SELECTED EXCERPT =
Shivshankar Menon: ‘For India, our home is Asia and not just the Subcontinent’

“Exceptionalism is dangerous thinking,” says former Foreign Secretary Shivshankar Menon, referring to a broader trend in India of fracturing relationships with neighbouring nations. “This idea that we are or can be a world unto ourselves and that we have enough demand at home is crazy thinking. We have been there in the 1960s and 1970s. It’s the common people who suffer the outcomes of such decisions the most, and not those who take these decisions. That’s the real tragedy,” says Menon, whose new book India And Asian Geopolitics: The Past, Present (Penguin/India Allen Lane, Rs 699) documents the changes in India’s foreign policy from Independence to the Modi era.

Speaking at a recent online meeting organised by the Indian Women’s Press Corps, the former national security adviser to then prime minister Manmohan Singh says that India must make its foreign policy based on geographical reality. As he writes in the book:

Asia is now physically tied together by infrastructure, trade, and investment. Globalisation means that the prosperity of east Asia depends and can be threatened by what happens in west Asia.

WHAT YOU WILL DO =
Continue the article on Shivshankar Menon and India's foreign policy, picking up after its final sentence. The entries are not needed for this work.

Items drawn from a data source
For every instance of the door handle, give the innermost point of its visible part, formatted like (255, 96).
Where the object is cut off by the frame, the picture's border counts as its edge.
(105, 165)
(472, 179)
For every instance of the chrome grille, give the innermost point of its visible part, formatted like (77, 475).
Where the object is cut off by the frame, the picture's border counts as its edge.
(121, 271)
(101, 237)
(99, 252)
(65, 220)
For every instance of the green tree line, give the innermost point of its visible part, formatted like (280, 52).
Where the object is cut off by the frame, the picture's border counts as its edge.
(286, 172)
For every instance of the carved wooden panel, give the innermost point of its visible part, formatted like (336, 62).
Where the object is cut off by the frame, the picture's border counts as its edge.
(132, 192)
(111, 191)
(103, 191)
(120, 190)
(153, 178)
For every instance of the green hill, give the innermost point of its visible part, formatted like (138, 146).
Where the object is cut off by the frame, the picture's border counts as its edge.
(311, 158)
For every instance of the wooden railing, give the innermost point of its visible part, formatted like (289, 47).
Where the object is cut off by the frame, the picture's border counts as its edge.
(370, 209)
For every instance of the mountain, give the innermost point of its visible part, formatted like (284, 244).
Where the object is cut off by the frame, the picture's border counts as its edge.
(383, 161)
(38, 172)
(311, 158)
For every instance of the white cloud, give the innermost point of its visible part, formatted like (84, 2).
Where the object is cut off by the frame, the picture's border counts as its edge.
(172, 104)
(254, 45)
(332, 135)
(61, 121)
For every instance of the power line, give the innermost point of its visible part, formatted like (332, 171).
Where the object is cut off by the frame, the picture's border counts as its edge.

EXERCISE ANSWER =
“We can’t cut ourselves off from either west Asia or east Asia. For India, our home is (all of) Asia and not just the Subcontinent,” he says, explaining why he thinks India missed a trick when it came to diplomatic ties with Bangladesh and Myanmar.

“When the Rohingya refugee crisis began to become serious – almost a million people within a year – our first reaction was to say, ‘Oh, terrorists’. Now, this is a huge humanitarian crisis, a huge burden on Bangladesh and it is trouble between two very friendly neighbours whom you need for your own security. We should have first asked, ‘What can we do to solve this problem?’ We should have been in there, not the Chinese,” says Menon, who has served as India’s ambassador to China and Israel, and high commissioner to Pakistan and Sri Lanka.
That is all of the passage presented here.